* [Your assignment]: Word for word, reproduce the data that follows.

* [Provided records]:
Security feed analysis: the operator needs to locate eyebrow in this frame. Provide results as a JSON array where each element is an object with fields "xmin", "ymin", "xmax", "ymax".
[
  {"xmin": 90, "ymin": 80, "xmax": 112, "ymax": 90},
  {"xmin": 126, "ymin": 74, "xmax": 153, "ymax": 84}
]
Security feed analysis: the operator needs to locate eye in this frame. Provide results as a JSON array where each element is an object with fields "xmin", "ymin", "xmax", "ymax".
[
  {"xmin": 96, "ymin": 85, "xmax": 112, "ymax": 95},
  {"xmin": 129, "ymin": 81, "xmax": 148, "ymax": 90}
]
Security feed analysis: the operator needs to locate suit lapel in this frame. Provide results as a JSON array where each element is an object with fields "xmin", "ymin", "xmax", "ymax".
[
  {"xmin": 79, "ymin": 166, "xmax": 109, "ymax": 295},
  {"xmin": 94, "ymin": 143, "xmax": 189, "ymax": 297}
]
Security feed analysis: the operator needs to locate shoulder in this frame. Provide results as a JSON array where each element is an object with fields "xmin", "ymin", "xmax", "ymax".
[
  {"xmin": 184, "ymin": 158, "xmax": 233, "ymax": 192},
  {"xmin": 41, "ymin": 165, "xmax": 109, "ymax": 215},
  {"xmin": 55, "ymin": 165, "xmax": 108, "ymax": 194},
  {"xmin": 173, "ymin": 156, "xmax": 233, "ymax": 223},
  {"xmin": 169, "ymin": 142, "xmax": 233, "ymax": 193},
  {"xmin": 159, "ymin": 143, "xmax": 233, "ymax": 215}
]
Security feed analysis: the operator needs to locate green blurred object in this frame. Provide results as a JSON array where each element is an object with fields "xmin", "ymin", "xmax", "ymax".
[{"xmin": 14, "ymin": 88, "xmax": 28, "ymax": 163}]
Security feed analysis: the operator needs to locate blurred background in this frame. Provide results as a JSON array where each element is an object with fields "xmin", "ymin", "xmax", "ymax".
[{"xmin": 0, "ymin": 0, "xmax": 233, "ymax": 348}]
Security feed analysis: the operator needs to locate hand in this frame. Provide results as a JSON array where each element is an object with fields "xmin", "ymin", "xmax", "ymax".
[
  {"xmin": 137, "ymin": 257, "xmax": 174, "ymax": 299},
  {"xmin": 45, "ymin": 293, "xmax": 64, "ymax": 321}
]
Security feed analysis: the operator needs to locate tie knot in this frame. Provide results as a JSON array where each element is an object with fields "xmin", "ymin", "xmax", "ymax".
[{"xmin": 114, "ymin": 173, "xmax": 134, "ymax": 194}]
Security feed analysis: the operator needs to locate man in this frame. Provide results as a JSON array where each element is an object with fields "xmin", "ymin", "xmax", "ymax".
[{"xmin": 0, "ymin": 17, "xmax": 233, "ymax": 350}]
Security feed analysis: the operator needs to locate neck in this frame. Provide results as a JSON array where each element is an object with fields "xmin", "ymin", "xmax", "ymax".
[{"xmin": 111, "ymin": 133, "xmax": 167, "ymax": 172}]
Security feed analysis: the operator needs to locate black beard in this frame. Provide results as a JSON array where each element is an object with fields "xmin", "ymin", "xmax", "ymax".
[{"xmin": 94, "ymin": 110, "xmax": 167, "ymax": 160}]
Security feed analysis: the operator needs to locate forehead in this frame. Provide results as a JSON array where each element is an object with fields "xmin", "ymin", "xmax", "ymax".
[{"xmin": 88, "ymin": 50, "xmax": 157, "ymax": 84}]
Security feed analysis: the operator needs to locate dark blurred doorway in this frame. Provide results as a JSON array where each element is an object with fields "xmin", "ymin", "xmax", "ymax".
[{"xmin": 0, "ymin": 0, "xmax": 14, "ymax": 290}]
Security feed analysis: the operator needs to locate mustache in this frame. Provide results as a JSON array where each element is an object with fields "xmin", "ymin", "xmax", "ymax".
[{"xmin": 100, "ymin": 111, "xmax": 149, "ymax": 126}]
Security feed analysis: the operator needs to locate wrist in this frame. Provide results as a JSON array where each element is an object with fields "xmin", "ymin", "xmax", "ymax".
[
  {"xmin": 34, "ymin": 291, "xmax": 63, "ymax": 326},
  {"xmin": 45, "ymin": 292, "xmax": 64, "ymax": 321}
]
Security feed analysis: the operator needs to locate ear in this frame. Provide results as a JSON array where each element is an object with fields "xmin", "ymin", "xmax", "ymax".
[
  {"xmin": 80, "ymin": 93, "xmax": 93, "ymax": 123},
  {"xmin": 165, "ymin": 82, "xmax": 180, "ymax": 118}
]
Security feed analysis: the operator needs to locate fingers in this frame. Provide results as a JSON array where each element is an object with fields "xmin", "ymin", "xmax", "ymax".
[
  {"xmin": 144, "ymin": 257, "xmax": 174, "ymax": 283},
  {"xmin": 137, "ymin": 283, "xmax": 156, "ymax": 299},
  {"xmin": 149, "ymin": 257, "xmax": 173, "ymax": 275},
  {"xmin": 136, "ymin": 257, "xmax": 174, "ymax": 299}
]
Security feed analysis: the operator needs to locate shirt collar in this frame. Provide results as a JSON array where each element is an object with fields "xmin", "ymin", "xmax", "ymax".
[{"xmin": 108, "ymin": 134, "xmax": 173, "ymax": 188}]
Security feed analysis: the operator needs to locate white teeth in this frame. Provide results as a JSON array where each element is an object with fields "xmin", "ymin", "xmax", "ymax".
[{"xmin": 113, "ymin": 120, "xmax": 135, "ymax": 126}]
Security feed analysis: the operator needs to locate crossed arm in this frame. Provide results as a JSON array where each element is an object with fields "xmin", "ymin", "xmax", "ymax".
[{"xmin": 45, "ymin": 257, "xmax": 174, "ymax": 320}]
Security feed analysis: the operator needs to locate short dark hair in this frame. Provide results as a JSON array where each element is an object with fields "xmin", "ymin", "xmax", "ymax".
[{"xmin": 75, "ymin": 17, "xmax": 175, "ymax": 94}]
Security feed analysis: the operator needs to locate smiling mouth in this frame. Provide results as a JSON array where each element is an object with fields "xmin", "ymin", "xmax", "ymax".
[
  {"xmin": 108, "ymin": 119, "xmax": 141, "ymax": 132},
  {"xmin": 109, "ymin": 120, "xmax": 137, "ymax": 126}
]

* [Response to the exercise]:
Security feed analysis: the operator needs to locate eyebrow in this frame. Provide results as a JSON array where each element is an object with fields "xmin", "ymin", "xmax", "ymax".
[
  {"xmin": 90, "ymin": 80, "xmax": 112, "ymax": 90},
  {"xmin": 126, "ymin": 74, "xmax": 153, "ymax": 84}
]
Security feed analysis: the operator needs to locate eye in this frame. Provide results as a JSON array where each element is an object with fields "xmin", "ymin", "xmax", "ymax".
[
  {"xmin": 96, "ymin": 85, "xmax": 112, "ymax": 95},
  {"xmin": 129, "ymin": 81, "xmax": 148, "ymax": 90}
]
Security feed analysis: the operator needs to locate suit lapel in this frame. Provide results as a JSON array where each element is an object with fields "xmin", "ymin", "xmax", "ymax".
[
  {"xmin": 79, "ymin": 166, "xmax": 109, "ymax": 295},
  {"xmin": 94, "ymin": 143, "xmax": 189, "ymax": 297}
]
Security feed analysis: the operator needs to locate shoulder in this frame. Provide results as a JSON array where each element is an object with fields "xmin", "ymin", "xmax", "ymax".
[
  {"xmin": 184, "ymin": 158, "xmax": 233, "ymax": 192},
  {"xmin": 41, "ymin": 165, "xmax": 109, "ymax": 215},
  {"xmin": 55, "ymin": 165, "xmax": 108, "ymax": 194},
  {"xmin": 173, "ymin": 156, "xmax": 233, "ymax": 223},
  {"xmin": 169, "ymin": 142, "xmax": 233, "ymax": 193},
  {"xmin": 159, "ymin": 143, "xmax": 233, "ymax": 215}
]
Security feed analysis: the operator needs to locate green blurred object in this frame. Provide results as a JSON array where each element is an object with fields "xmin", "ymin", "xmax", "ymax".
[{"xmin": 14, "ymin": 88, "xmax": 28, "ymax": 163}]
Security feed analysis: the operator needs to locate blurred background in this frame. Provide results as a JSON array where each element is an object with fields "xmin", "ymin", "xmax", "ymax".
[{"xmin": 0, "ymin": 0, "xmax": 233, "ymax": 348}]
Security feed analysis: the operator needs to locate hand in this frame. Provide results as a JSON array where each element is an object with fields "xmin", "ymin", "xmax", "ymax".
[
  {"xmin": 137, "ymin": 257, "xmax": 174, "ymax": 299},
  {"xmin": 45, "ymin": 293, "xmax": 64, "ymax": 321}
]
Security feed analysis: the operator needs to locate tie knot in this frame. Provide results as a JSON array where each element is an object with fields "xmin", "ymin", "xmax", "ymax".
[{"xmin": 114, "ymin": 173, "xmax": 134, "ymax": 194}]
Security feed analysis: the operator needs to locate man in this frame. Provide results as a JSON array where each element is an object with fields "xmin", "ymin", "xmax", "ymax".
[{"xmin": 0, "ymin": 17, "xmax": 233, "ymax": 350}]
Security feed analysis: the operator needs to locate neck in this frame. Provide results as a JSON array where each element is an object with fields "xmin", "ymin", "xmax", "ymax".
[{"xmin": 111, "ymin": 133, "xmax": 167, "ymax": 172}]
Security feed analysis: the operator needs to locate black beard in this frame. Provide results as a JSON array where each element is an object with fields "xmin", "ymin", "xmax", "ymax".
[{"xmin": 94, "ymin": 110, "xmax": 167, "ymax": 160}]
Security feed analysis: the operator needs to locate forehead in this frame. Provide results as a JSON array where each element is an object with fields "xmin", "ymin", "xmax", "ymax".
[{"xmin": 88, "ymin": 50, "xmax": 157, "ymax": 84}]
Security feed analysis: the operator needs to locate dark blurred doorway in this frame. Provide results as a JSON array where each element is an object with fields "xmin", "ymin", "xmax", "ymax".
[{"xmin": 0, "ymin": 0, "xmax": 14, "ymax": 290}]
Security feed analysis: the operator needs to locate mustache in this frame. Provide results as a JSON array where each element is an object with fields "xmin", "ymin", "xmax", "ymax".
[{"xmin": 100, "ymin": 111, "xmax": 149, "ymax": 126}]
Security feed analysis: the operator needs to locate wrist in this frame. Provide results as a JSON array where each element is an object with fields "xmin", "ymin", "xmax", "ymax".
[
  {"xmin": 34, "ymin": 291, "xmax": 63, "ymax": 326},
  {"xmin": 45, "ymin": 292, "xmax": 64, "ymax": 321}
]
Security feed analysis: the operator needs to locate ear in this frame. Provide results as a JSON array where each element is an object with fields "xmin", "ymin", "xmax", "ymax".
[
  {"xmin": 80, "ymin": 93, "xmax": 93, "ymax": 123},
  {"xmin": 165, "ymin": 82, "xmax": 180, "ymax": 118}
]
Security feed analysis: the operator needs to locate fingers in this frame. Provide results as a JSON array where each element is an object with fields "xmin", "ymin", "xmax", "ymax".
[
  {"xmin": 144, "ymin": 257, "xmax": 174, "ymax": 283},
  {"xmin": 137, "ymin": 283, "xmax": 156, "ymax": 299},
  {"xmin": 149, "ymin": 257, "xmax": 173, "ymax": 275},
  {"xmin": 136, "ymin": 257, "xmax": 174, "ymax": 299}
]
Security feed analysis: the operator needs to locate shirt collar in this frame. Provide results as a JSON array where each element is an object with fields "xmin", "ymin", "xmax", "ymax".
[{"xmin": 108, "ymin": 134, "xmax": 173, "ymax": 188}]
Security feed analysis: the operator needs to locate white teeth in this frame. Provide results as a JSON array where each element is an object with fields "xmin", "ymin", "xmax", "ymax".
[{"xmin": 113, "ymin": 120, "xmax": 135, "ymax": 126}]
Security feed analysis: the operator needs to locate crossed arm in this frame. Provide results as a JSON array where each element is an object with fields "xmin", "ymin", "xmax", "ymax".
[{"xmin": 45, "ymin": 257, "xmax": 174, "ymax": 320}]
Security feed analysis: the operator needs to locate short dark hair in this frame. Provide results as a JSON array where each element is an object with fields "xmin", "ymin", "xmax", "ymax".
[{"xmin": 75, "ymin": 17, "xmax": 175, "ymax": 94}]
Security feed analysis: the operator needs to locate smiling mouth in this frame. Provide results as a JSON array where each element is an object with fields "xmin", "ymin", "xmax", "ymax".
[
  {"xmin": 108, "ymin": 119, "xmax": 141, "ymax": 132},
  {"xmin": 109, "ymin": 120, "xmax": 137, "ymax": 126}
]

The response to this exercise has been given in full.